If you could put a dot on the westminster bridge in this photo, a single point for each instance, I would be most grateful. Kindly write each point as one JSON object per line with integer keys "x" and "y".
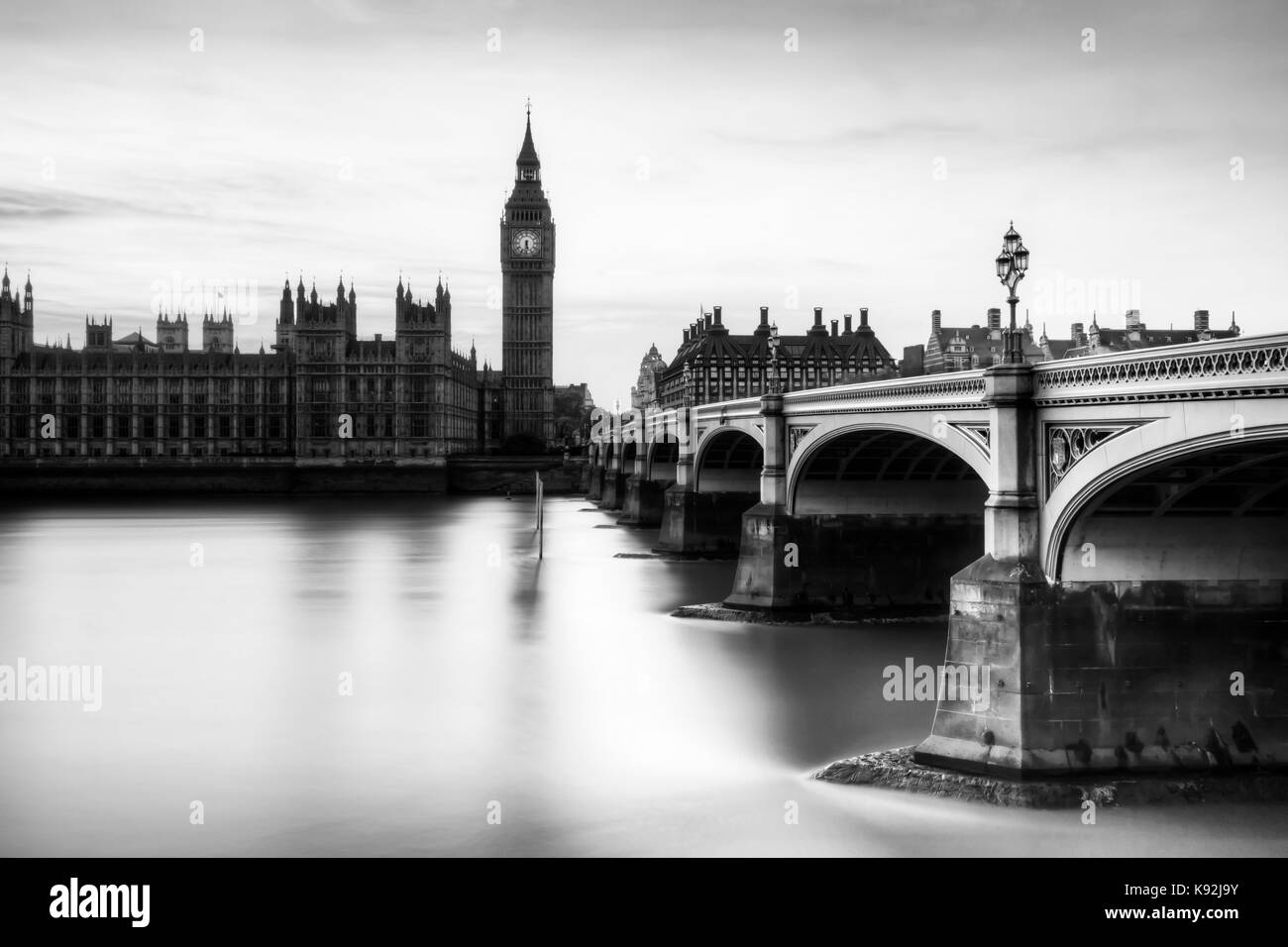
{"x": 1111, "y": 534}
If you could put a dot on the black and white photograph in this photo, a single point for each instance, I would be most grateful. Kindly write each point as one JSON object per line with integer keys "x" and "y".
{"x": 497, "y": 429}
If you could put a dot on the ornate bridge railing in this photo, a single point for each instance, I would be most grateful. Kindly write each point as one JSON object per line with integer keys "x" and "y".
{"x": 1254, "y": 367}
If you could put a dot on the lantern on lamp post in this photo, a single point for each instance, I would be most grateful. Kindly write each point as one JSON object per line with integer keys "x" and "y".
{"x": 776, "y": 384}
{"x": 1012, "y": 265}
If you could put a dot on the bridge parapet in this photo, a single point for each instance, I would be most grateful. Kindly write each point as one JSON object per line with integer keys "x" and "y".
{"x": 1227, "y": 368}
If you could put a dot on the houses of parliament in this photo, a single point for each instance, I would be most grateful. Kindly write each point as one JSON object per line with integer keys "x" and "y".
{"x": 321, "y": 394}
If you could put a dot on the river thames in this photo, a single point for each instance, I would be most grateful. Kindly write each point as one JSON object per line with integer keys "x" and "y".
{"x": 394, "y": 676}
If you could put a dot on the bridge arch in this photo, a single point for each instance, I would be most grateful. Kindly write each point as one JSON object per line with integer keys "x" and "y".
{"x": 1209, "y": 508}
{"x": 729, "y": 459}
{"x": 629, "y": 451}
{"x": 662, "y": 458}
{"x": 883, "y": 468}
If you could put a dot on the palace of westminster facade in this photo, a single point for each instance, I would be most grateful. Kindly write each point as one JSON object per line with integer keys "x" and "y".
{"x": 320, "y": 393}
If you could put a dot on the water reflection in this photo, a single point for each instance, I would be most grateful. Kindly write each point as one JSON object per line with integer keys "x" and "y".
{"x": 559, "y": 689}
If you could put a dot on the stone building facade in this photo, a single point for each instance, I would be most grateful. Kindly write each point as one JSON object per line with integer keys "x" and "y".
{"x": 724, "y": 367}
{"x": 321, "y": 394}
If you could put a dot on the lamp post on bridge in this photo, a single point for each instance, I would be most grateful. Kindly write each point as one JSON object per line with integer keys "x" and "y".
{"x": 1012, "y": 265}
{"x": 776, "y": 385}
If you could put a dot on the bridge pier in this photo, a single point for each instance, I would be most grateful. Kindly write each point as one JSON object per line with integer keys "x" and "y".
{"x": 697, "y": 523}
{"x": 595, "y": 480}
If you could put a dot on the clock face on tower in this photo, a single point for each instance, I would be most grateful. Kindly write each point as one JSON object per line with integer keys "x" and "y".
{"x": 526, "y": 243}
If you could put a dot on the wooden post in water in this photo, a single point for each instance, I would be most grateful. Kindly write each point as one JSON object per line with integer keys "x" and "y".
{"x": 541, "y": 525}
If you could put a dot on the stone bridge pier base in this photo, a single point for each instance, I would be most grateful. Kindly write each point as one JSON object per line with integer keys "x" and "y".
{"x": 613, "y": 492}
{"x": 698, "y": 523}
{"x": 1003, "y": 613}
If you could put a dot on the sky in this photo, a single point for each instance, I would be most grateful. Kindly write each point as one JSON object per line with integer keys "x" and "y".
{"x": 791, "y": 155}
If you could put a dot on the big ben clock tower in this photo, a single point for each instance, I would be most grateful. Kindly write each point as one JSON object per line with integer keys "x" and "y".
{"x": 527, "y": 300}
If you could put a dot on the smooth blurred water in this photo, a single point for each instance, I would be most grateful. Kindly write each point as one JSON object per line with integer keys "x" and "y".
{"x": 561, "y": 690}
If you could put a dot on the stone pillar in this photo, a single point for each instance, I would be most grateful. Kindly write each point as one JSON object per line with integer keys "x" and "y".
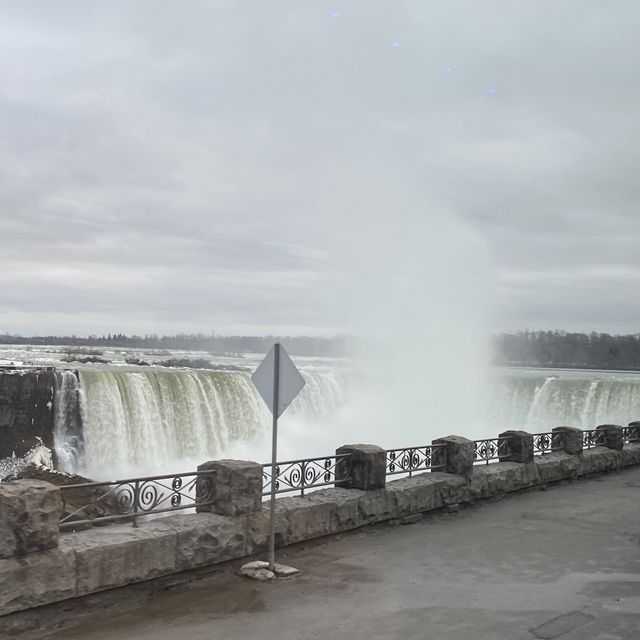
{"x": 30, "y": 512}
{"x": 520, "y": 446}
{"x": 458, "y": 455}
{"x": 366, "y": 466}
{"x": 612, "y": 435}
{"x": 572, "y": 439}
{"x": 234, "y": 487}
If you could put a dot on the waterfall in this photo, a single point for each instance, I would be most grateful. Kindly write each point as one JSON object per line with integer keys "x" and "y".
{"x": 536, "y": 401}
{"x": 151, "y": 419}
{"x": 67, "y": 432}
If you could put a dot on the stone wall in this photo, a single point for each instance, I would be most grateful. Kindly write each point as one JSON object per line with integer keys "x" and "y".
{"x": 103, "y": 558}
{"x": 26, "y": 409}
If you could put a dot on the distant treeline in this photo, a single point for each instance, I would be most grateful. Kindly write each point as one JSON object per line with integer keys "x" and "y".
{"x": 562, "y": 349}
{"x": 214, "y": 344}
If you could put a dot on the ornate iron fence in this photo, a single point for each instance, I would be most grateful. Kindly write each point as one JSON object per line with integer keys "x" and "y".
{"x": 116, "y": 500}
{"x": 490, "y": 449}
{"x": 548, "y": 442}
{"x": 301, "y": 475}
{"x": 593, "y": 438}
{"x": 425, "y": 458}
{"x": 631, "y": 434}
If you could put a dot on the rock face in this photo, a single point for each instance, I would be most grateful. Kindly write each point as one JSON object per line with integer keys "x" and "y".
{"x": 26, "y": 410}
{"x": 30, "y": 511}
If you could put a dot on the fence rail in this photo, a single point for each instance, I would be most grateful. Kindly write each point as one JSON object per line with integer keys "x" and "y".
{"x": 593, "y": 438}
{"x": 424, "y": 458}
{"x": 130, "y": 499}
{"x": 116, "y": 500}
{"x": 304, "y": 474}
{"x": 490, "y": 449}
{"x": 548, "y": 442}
*****
:: TASK STATEMENT ::
Repeat the records above word for word, apart from the pictures.

:: RESULT BELOW ::
If you could put a dot on the westminster bridge in this photo, a single point for each instance, I would be most grateful. Kindly write each point as one JSON object per line with integer keys "x" and "y".
{"x": 1111, "y": 534}
If you could put a dot on the black and white photograph in this photo, a single point for each instance, I would be most grateful. Kindly write each point as one JSON object per line with integer keys "x" and "y".
{"x": 497, "y": 429}
If you could put a dot on the ornate bridge railing in this photo, a single point for each instance, I would be most grateful. Kindly write each point as one JSON object per line with integer keys "x" and "y".
{"x": 1254, "y": 367}
If you could put a dot on the lantern on lamp post in this photo, a single point for each instance, I would be most grateful. Kindly write each point as one JSON object per line with integer keys "x" and "y".
{"x": 776, "y": 384}
{"x": 1012, "y": 265}
If you could put a dot on the bridge parapet in this photo, a single point for each instance, I would be most grateful. Kindly write each point as one JSON object per line with integer keys "x" and "y".
{"x": 1227, "y": 368}
If you could put a dot on the houses of parliament in this photo, a single point for each instance, I would be most grateful. Kindly write each point as one JSON object per line with integer keys "x" and "y".
{"x": 321, "y": 394}
If you could put a dot on the river thames in this photo, a single point for each instance, I would be most grateful. Kindly write each point as one JSON object per line with integer keys "x" and "y".
{"x": 394, "y": 676}
If you could put a dot on the bridge arch in this photo, a single point for each instance, I would be most grateful. Kindly write each point as one JSON object per line with integer keys "x" and "y".
{"x": 1209, "y": 508}
{"x": 729, "y": 459}
{"x": 629, "y": 451}
{"x": 662, "y": 458}
{"x": 883, "y": 468}
If you could put a dot on the palace of westminster facade in this photo, a single point for each instance, I would be most grateful. Kindly write each point as one JSON object per line with integer keys "x" and "y".
{"x": 320, "y": 393}
If you could put a dot on the water reflection in this photo, a single point for each instance, I would be most grateful. Kindly write each point as one JSON object per line with integer keys "x" and "y".
{"x": 559, "y": 689}
If you could put a dot on the stone building facade in this photo, a single point for each instance, I would be most grateful. Kindly write each point as one JSON object per line with integer keys "x" and "y".
{"x": 724, "y": 367}
{"x": 321, "y": 394}
If you could put a dot on the lamp post on bridge in this photo, a single point for each instance, I would be most grateful. Kindly write each point as one JSON object per line with integer keys "x" and "y".
{"x": 1012, "y": 265}
{"x": 776, "y": 385}
If you could put a dot on the bridge pier in this photo, a single point for each instance, I would be most grateful. Kindly write each point as one JSON object per line with integer keys "x" and "y".
{"x": 697, "y": 523}
{"x": 595, "y": 480}
If you could put a dot on the clock face on tower in this photo, a single point for each instance, I would be most grateful. Kindly write each point as one JSON object per line with integer keys "x" and "y".
{"x": 526, "y": 243}
If you could put a dot on the wooden post in water in this photo, a single point for each instance, I would be most grateful. Kindly write each point as one JSON object per line with integer keys "x" and "y".
{"x": 541, "y": 525}
If you could put a dot on the stone bridge pier base in this photo, a single point for each instance, I would be most grateful. Kindly write each point as one JSON object per line with integer keys "x" and "y".
{"x": 613, "y": 492}
{"x": 698, "y": 523}
{"x": 1003, "y": 613}
If you could put a dot on the sky in this photo, a single point for each instance, I would be most grateful. Kindly write each point as one JSON object per line with integer keys "x" and "y".
{"x": 791, "y": 155}
If you could put a dot on the big ben clock tower in this photo, a single point for each instance, I would be most grateful. Kindly write each point as one JSON object per line with integer keys "x" and "y".
{"x": 527, "y": 300}
If you could put a dot on the smooth blurred water in this photo, a single point for each instance, I would be most grateful. Kindly write each point as one JSON object per line with integer keys "x" and "y".
{"x": 561, "y": 690}
If you could put a dot on the stone pillar in this photo, a single point for each instance, I would be most grateful. Kindly write each point as one JSON object per line with integer keys "x" and "y".
{"x": 30, "y": 512}
{"x": 520, "y": 446}
{"x": 458, "y": 455}
{"x": 366, "y": 466}
{"x": 612, "y": 435}
{"x": 572, "y": 439}
{"x": 234, "y": 487}
If you could put a dot on the waterfall in this photo, a single point for each instance, I would be most grateful. Kindly write each point as one JSON object per line with integer keys "x" and "y".
{"x": 536, "y": 401}
{"x": 151, "y": 419}
{"x": 67, "y": 432}
If you could put a dot on the stone wall in this photo, a single point for each instance, I would be most grateful. Kindly write each point as one JSON object per line with integer keys "x" and "y".
{"x": 103, "y": 558}
{"x": 26, "y": 409}
If you could put a dot on the distant treeline in this photo, a single point for each instance, I would be most grateful. Kindly write each point as one JSON object per line with integer keys "x" and "y".
{"x": 562, "y": 349}
{"x": 214, "y": 344}
If you could put a dot on the ornate iron fence in this photo, a single point for each instance, I would be most grateful. Kindly write each point as one JSON object per line with integer keys "x" and "y".
{"x": 116, "y": 500}
{"x": 490, "y": 449}
{"x": 548, "y": 442}
{"x": 301, "y": 475}
{"x": 593, "y": 438}
{"x": 425, "y": 458}
{"x": 631, "y": 434}
If you could put a dot on the rock face in this photo, a single point for each instance, I would be most grateful. Kindly write each point as one JSON object per line with integer keys "x" and "y".
{"x": 26, "y": 410}
{"x": 30, "y": 511}
If you could put a dot on the fence rail in this photo, a single point for each instance, I would be most grateful. Kindly write each point as one JSON object per line with integer keys "x" and "y".
{"x": 593, "y": 438}
{"x": 424, "y": 458}
{"x": 130, "y": 499}
{"x": 116, "y": 500}
{"x": 304, "y": 474}
{"x": 490, "y": 449}
{"x": 548, "y": 442}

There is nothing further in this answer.